─── Page ───

On the 19th of January the official website of the National Health Commission of the People’s Republic of China issued a notification, declaring that the development of the rice bran industry in order to promote rice bran in the diet is essential for the enhancement of nutrition and health of its masses and it will also help in promoting food loss reduction. The website also mentioned that in 2020, the Ministry of Agriculture and Rural Affairs formulated the National Rural Industry Development Plan (2020-2025) to promote the comprehensive utilization of rice husks, rice bran, wheat bran and other by-products.
However, the promotion of rice bran as the staple food of China has raised many concerns among the Chinese people. People are worried about whether it has something to do with the ongoing food shortage in the country, as since 2020, shortages remain a major issue for the Chinese masses. Many people have linked it with the use of rice bran as a staple food by the Chinese in the Great Chinese famine.

─── Data entries ───

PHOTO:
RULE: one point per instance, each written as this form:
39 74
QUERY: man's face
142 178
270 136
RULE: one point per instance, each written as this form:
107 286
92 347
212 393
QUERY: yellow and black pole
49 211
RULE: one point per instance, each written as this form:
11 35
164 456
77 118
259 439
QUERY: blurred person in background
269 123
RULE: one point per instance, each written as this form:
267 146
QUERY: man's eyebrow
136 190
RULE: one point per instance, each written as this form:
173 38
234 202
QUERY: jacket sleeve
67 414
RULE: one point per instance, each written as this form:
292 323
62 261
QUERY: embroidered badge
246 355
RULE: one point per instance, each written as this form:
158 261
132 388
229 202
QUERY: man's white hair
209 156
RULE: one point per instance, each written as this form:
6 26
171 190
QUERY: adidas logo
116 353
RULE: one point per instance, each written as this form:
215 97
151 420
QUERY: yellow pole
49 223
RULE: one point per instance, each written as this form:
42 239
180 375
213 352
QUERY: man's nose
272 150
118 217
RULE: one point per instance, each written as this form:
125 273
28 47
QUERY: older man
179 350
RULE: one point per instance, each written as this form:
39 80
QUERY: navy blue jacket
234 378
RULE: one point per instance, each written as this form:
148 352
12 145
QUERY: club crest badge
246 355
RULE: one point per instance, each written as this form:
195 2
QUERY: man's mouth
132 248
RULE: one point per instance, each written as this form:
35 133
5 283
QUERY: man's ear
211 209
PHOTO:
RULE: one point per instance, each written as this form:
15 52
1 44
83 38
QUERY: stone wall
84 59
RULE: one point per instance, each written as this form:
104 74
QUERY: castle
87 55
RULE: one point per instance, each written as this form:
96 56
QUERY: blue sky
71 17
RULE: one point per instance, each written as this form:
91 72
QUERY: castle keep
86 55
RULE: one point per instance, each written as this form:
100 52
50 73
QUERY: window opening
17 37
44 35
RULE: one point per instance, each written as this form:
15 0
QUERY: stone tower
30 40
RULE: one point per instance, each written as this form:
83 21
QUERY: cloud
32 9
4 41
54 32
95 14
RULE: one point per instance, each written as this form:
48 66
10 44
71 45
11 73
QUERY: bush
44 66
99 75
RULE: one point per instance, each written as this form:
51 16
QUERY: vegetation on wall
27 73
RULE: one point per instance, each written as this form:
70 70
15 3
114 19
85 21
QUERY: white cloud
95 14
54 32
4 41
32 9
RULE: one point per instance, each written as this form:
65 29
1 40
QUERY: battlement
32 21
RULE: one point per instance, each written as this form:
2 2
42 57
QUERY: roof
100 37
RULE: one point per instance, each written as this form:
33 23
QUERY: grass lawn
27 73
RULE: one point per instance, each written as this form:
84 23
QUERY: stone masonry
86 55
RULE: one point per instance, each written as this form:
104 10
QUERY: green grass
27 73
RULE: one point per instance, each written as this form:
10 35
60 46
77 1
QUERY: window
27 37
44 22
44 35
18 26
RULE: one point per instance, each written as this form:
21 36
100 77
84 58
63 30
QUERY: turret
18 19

───

**Task to carry out**
Reproduce the passage on rice bran from "On the 19th" to "and other by-products.", swapping "rice husks" for "corn husks".

**Exercise solution**
On the 19th of January the official website of the National Health Commission of the People’s Republic of China issued a notification, declaring that the development of the rice bran industry in order to promote rice bran in the diet is essential for the enhancement of nutrition and health of its masses and it will also help in promoting food loss reduction. The website also mentioned that in 2020, the Ministry of Agriculture and Rural Affairs formulated the National Rural Industry Development Plan (2020-2025) to promote the comprehensive utilization of corn husks, rice bran, wheat bran and other by-products.